BEGIN Available records
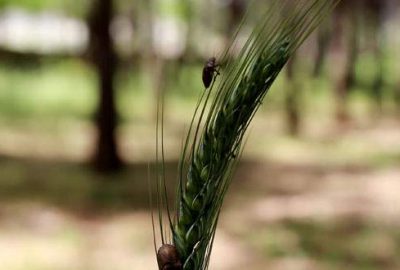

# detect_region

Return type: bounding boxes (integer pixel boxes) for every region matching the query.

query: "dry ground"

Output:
[0,116,400,270]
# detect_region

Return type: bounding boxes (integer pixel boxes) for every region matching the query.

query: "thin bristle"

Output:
[152,0,338,270]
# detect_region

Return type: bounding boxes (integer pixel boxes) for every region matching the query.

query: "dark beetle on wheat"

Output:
[157,244,182,270]
[203,57,219,88]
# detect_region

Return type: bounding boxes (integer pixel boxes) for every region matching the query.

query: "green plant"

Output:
[153,0,337,270]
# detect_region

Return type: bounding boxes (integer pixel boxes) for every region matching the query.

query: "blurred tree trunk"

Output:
[313,18,332,77]
[365,0,388,114]
[335,0,362,125]
[88,0,122,171]
[285,54,300,136]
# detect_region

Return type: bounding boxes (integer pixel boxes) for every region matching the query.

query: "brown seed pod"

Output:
[203,57,219,88]
[157,244,182,270]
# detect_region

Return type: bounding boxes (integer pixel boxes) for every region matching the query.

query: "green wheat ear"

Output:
[154,0,338,270]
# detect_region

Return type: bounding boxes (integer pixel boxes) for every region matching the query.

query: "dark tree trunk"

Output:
[88,0,121,171]
[285,54,300,136]
[313,20,332,77]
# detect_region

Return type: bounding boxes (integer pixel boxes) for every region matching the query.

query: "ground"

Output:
[0,115,400,270]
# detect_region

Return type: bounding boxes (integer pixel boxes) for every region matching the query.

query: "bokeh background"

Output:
[0,0,400,270]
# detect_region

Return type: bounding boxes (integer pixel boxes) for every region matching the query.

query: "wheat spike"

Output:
[153,0,337,270]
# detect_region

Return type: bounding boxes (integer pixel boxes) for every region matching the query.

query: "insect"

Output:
[203,57,220,88]
[157,244,182,270]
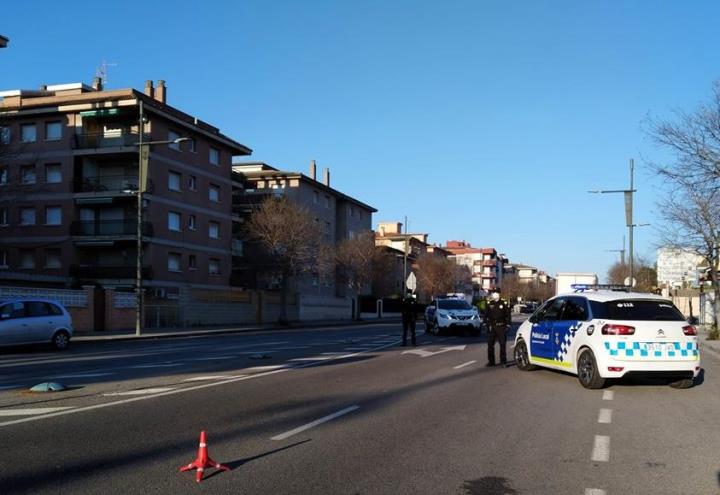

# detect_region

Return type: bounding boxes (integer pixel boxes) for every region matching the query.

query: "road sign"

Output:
[405,272,417,292]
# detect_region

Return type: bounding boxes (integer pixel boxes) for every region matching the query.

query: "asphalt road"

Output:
[0,325,720,495]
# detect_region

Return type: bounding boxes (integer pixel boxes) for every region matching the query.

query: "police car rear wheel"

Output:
[578,349,605,389]
[513,340,535,371]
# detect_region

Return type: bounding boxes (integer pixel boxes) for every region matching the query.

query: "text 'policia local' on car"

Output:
[514,286,700,389]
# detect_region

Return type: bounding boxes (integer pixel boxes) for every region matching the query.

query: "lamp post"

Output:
[135,100,190,335]
[588,159,637,287]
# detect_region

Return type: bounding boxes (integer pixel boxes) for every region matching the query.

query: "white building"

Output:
[657,247,703,287]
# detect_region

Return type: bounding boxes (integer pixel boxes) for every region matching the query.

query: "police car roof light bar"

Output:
[570,284,630,292]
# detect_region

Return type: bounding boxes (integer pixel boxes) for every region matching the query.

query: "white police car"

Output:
[514,288,700,389]
[425,297,481,336]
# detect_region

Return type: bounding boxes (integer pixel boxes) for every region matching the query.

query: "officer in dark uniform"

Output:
[485,291,512,368]
[402,294,417,345]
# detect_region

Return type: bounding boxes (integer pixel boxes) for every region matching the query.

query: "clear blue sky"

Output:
[0,0,720,278]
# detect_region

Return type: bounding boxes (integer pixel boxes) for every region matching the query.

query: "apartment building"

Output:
[232,160,377,297]
[0,79,251,290]
[444,241,507,291]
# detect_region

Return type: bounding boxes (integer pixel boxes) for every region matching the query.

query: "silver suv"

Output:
[0,299,73,350]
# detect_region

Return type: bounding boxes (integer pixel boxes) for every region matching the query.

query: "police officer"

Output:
[485,290,512,368]
[402,294,417,345]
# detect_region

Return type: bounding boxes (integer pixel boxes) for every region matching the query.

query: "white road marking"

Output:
[183,375,238,382]
[453,360,477,370]
[598,409,612,425]
[591,435,610,462]
[270,406,360,440]
[103,388,175,397]
[52,373,115,379]
[188,356,235,361]
[128,363,183,369]
[0,338,400,428]
[0,407,72,416]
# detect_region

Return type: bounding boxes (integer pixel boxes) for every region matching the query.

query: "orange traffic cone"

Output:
[180,431,230,483]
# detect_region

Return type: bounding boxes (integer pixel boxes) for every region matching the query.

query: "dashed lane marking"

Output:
[591,435,610,462]
[0,407,72,416]
[270,406,360,440]
[103,388,175,397]
[598,409,612,425]
[453,360,477,370]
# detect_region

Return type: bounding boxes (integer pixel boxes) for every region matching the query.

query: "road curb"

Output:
[72,318,400,345]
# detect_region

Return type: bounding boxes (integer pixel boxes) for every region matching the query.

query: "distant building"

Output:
[443,241,507,291]
[657,247,703,288]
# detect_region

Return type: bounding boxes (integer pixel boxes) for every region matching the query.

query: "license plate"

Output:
[645,343,675,352]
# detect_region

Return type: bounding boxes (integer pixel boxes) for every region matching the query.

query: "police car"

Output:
[514,286,700,389]
[425,295,481,336]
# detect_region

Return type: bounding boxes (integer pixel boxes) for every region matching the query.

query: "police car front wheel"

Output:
[578,349,605,389]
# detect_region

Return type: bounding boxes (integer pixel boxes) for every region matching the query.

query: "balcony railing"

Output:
[74,175,154,194]
[70,265,153,280]
[75,131,150,149]
[70,219,153,237]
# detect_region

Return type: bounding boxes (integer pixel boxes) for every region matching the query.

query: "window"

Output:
[20,249,35,269]
[208,184,220,203]
[20,207,35,225]
[208,222,220,239]
[0,125,10,144]
[45,206,62,225]
[20,124,37,143]
[210,148,220,165]
[45,163,62,184]
[45,248,62,268]
[168,131,180,151]
[168,171,182,191]
[168,211,182,232]
[168,253,182,272]
[45,121,62,141]
[20,165,37,184]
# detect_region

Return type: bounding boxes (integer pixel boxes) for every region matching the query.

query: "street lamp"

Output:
[588,159,637,287]
[135,100,190,335]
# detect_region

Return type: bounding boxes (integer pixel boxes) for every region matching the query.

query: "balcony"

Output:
[73,175,154,196]
[70,265,153,280]
[70,219,153,238]
[75,131,150,150]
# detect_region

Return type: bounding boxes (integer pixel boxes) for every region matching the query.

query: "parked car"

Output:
[514,290,700,389]
[425,298,482,335]
[0,299,73,350]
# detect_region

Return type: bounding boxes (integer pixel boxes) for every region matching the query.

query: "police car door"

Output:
[552,297,589,367]
[530,297,565,360]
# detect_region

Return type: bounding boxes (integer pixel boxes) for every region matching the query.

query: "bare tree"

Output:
[246,196,323,322]
[647,82,720,327]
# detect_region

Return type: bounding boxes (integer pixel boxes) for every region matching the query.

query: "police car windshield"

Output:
[438,299,470,309]
[590,299,685,321]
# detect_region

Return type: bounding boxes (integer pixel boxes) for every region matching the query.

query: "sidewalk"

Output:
[72,317,400,344]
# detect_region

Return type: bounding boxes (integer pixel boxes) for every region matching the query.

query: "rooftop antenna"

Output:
[95,60,117,86]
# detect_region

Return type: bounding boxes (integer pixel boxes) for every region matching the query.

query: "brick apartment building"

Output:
[0,79,251,291]
[232,161,377,298]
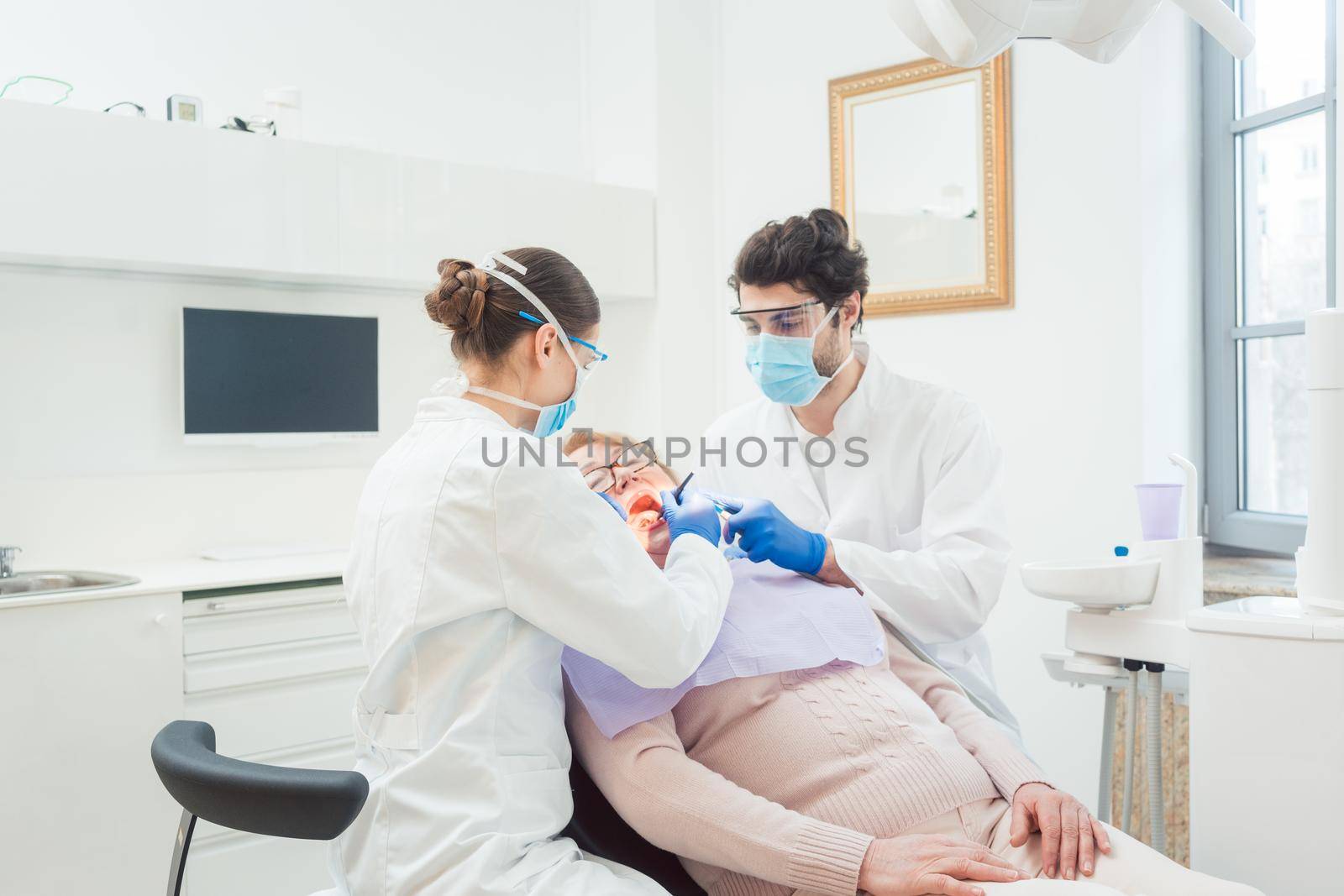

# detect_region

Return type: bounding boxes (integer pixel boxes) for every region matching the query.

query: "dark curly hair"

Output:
[728,208,869,329]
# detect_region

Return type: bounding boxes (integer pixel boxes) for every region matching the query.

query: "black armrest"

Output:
[150,720,368,840]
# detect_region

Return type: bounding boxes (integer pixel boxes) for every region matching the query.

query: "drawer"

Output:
[184,669,365,757]
[191,737,354,849]
[181,584,354,656]
[183,634,367,693]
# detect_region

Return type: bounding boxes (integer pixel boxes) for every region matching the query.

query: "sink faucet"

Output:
[0,545,23,579]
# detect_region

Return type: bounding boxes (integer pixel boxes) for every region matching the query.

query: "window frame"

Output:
[1200,0,1337,555]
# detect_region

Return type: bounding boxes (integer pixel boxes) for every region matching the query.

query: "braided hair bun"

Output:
[425,258,491,334]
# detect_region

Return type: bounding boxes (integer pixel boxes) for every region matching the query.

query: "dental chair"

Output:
[562,759,704,896]
[150,720,368,896]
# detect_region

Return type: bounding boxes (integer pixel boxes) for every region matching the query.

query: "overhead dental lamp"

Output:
[889,0,1255,69]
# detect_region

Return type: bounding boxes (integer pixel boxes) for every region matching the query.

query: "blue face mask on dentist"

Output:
[466,253,607,439]
[746,305,853,407]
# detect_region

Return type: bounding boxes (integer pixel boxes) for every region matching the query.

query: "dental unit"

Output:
[1021,454,1205,849]
[1021,309,1344,896]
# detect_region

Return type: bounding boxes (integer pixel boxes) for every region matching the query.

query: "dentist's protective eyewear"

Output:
[728,298,824,336]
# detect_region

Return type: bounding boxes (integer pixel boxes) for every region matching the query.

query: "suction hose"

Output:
[1097,685,1118,825]
[1118,659,1144,834]
[1134,663,1167,856]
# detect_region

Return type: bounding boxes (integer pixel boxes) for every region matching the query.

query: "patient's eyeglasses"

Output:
[583,438,659,491]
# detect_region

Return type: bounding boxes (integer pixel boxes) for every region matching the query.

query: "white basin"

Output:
[1021,558,1161,610]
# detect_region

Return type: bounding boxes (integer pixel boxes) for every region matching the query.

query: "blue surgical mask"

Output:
[466,253,606,439]
[746,305,853,407]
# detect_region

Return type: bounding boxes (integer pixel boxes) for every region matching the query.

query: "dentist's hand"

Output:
[1008,783,1110,880]
[663,490,723,547]
[858,834,1031,896]
[714,495,827,575]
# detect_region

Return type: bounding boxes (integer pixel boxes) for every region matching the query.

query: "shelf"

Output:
[0,253,433,294]
[0,101,654,298]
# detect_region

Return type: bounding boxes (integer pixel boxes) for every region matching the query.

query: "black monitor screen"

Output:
[181,307,378,435]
END Available records
• _Request_:
Pull out every line of the records that contains the word "marking", matching case exactly.

• _Worked solution_:
query: "white road marking"
query: "dashed lane marking"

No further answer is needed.